-- Work to be completed --
Please print, word for word, every line from the one that contains "If you could point out the white roof" through the last line of the records, and nothing else.

-- Information provided --
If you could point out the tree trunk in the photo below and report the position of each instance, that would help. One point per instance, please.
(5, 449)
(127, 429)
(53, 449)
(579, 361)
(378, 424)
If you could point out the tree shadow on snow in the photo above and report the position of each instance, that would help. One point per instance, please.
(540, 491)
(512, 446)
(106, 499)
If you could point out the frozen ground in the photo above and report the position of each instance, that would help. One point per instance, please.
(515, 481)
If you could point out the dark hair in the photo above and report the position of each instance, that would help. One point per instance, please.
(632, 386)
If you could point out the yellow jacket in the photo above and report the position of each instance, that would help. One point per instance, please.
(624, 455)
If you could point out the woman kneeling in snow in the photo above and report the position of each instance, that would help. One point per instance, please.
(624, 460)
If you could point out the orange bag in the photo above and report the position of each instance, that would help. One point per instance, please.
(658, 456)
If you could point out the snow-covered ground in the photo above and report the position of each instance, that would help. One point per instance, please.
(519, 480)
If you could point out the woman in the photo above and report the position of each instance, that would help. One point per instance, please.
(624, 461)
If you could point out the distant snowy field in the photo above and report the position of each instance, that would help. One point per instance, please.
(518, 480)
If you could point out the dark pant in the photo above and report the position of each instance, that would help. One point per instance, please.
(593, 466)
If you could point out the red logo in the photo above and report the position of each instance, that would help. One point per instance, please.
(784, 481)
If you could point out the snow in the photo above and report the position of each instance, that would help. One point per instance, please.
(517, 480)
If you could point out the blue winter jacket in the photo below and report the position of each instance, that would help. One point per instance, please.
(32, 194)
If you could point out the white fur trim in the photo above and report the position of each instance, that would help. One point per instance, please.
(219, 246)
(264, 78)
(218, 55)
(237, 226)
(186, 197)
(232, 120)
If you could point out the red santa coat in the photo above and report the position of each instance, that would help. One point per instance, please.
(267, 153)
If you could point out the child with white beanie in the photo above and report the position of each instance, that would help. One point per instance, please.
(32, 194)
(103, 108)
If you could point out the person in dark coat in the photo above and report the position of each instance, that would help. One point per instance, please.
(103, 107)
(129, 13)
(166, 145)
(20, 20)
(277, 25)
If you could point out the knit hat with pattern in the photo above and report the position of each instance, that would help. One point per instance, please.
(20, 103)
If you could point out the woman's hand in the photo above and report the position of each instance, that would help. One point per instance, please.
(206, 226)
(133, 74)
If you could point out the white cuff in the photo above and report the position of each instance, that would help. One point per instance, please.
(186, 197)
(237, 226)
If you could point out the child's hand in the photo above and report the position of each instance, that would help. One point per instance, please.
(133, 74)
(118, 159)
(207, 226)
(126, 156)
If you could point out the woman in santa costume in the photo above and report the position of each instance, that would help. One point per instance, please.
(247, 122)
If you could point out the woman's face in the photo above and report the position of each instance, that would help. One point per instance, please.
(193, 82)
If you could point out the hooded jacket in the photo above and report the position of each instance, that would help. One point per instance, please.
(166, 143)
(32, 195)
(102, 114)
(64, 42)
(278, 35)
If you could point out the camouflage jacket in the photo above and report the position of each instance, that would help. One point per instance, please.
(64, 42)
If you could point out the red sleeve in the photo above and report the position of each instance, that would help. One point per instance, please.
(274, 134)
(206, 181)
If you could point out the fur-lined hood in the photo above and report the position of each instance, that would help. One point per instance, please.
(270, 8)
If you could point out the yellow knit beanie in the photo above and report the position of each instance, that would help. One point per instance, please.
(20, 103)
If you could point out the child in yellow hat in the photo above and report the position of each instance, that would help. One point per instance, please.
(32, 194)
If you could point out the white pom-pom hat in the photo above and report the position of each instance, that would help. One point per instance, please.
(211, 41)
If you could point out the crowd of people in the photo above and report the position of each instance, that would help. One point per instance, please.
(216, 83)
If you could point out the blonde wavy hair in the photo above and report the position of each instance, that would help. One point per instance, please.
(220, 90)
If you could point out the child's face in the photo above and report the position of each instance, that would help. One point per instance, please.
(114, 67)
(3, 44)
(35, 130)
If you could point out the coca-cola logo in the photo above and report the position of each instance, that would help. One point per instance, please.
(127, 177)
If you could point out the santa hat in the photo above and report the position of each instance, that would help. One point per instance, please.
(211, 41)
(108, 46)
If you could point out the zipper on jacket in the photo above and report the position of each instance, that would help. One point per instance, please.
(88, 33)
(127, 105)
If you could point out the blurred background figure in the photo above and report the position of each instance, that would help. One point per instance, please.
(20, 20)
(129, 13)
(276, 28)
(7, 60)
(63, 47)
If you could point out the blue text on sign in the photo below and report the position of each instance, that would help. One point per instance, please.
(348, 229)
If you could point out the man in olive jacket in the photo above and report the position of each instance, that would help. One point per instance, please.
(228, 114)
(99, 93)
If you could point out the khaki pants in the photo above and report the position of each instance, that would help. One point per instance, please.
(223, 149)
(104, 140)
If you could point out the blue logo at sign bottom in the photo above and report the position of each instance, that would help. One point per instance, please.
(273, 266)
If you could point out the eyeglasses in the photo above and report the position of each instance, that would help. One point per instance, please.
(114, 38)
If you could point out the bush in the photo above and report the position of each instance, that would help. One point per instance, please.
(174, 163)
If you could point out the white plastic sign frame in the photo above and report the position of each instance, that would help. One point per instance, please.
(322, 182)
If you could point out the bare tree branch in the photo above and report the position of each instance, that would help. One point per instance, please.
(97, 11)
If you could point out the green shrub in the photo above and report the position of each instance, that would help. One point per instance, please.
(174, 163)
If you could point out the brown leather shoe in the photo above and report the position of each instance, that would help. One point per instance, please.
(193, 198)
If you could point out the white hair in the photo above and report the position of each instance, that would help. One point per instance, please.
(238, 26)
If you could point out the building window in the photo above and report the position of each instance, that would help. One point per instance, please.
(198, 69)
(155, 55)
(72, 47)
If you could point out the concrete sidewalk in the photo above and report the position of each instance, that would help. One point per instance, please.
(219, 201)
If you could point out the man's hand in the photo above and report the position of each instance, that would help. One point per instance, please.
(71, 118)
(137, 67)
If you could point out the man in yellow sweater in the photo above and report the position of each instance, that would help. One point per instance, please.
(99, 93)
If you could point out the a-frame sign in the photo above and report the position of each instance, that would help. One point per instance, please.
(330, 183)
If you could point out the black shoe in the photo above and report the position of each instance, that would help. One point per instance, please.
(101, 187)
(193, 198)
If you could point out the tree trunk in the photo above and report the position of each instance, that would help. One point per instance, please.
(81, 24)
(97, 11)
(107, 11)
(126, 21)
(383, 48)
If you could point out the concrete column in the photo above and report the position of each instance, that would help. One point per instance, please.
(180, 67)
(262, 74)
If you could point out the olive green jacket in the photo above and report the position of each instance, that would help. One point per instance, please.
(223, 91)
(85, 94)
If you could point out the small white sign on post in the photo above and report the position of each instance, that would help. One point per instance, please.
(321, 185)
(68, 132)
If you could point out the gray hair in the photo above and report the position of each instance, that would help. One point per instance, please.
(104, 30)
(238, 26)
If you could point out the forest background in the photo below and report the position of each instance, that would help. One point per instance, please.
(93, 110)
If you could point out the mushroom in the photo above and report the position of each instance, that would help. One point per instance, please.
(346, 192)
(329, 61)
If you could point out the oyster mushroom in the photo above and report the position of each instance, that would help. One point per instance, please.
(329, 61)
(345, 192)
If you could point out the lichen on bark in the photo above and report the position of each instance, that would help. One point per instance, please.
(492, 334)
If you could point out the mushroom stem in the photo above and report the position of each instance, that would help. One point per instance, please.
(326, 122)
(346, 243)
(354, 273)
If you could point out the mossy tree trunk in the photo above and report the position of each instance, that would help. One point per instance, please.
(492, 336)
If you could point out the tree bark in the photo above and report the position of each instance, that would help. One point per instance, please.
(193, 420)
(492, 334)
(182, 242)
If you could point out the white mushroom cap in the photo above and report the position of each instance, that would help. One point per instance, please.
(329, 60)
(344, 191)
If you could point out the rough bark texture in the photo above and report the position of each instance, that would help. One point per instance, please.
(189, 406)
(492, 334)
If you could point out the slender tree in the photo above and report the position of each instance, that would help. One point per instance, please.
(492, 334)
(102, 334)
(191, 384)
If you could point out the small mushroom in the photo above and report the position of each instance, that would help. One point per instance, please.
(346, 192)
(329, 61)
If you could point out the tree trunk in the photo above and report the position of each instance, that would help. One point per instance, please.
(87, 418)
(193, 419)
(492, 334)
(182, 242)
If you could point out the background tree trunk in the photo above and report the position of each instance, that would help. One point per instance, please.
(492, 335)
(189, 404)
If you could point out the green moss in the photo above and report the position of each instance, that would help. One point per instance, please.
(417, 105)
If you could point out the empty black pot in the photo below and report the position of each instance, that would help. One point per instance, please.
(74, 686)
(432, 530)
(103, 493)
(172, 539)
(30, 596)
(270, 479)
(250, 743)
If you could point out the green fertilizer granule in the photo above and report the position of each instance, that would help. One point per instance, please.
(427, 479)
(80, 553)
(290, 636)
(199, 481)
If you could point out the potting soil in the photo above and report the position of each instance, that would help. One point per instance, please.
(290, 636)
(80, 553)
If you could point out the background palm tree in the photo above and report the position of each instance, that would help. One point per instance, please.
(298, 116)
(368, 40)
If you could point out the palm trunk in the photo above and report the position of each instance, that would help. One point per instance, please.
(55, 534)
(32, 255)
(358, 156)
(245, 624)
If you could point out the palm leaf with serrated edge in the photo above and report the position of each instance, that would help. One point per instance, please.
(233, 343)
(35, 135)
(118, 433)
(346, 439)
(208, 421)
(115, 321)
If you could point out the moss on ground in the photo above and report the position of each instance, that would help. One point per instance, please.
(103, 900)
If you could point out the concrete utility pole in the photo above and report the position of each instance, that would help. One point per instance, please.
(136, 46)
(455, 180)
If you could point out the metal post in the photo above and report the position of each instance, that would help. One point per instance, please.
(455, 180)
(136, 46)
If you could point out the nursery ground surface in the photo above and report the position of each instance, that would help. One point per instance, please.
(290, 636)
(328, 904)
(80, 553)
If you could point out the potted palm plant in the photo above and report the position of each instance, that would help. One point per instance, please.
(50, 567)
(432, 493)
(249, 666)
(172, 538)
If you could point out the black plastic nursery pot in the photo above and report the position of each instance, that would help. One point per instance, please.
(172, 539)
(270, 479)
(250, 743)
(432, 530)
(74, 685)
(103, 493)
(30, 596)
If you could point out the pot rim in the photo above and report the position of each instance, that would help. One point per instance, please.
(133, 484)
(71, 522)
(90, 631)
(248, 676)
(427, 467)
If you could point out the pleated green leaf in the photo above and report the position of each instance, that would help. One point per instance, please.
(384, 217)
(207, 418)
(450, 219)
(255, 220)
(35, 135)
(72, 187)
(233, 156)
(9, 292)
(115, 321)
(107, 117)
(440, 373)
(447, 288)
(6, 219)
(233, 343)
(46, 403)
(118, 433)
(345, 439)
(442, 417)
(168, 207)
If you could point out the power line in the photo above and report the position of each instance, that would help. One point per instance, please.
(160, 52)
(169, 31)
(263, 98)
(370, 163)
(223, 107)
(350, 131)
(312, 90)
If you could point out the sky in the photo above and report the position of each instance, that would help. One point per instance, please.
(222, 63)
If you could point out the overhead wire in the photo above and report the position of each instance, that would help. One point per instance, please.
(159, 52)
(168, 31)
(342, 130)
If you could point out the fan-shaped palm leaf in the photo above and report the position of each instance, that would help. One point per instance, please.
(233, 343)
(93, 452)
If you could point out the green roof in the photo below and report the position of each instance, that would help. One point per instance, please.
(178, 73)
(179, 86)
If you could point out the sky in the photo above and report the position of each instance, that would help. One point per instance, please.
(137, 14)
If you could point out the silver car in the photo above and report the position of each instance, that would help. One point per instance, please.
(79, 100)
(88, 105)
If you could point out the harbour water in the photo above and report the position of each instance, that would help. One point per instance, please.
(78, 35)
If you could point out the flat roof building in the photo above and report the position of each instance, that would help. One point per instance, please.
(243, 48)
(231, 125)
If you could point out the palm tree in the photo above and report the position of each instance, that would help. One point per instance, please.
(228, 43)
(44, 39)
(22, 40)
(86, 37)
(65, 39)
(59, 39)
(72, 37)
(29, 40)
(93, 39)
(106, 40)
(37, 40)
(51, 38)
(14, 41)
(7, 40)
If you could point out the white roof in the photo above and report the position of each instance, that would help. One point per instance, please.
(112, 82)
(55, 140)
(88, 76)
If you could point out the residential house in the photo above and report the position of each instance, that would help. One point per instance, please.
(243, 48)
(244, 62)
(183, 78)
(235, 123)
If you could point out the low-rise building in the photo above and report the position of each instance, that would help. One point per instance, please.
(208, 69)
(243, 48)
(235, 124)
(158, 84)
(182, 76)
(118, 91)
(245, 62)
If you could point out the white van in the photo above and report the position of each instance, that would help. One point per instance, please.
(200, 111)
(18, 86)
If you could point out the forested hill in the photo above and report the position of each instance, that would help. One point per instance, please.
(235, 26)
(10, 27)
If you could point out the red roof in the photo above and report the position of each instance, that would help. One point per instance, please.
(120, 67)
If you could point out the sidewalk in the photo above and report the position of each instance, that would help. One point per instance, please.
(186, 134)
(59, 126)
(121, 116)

-- Completed exercise --
If you could point out the white roof in the photo above and report the position of each instance, that would help. One point per instance, please.
(112, 82)
(55, 140)
(88, 76)
If you could point out the residential house in the photo above and report the position of each instance, that would help. One point per instance, please.
(243, 48)
(244, 62)
(183, 78)
(235, 123)
If you could point out the low-rise building in the photo above and report the position of each instance, that would help. One point per instance, please.
(208, 69)
(243, 48)
(235, 124)
(158, 84)
(182, 76)
(118, 91)
(245, 62)
If you could point out the white van in the photo above and report the position of each instance, that would help. One point per instance, please.
(200, 111)
(18, 86)
If you could point out the forested hill in the photo above and report the position of each instance, that would help. One point per instance, please.
(235, 26)
(10, 27)
If you could point out the red roof in the photo above and report the position of each instance, that would help. One point per instance, please.
(120, 67)
If you could point out the sidewalk in the photo above and report the position of each instance, that would help. One point per instance, please.
(186, 134)
(59, 126)
(121, 116)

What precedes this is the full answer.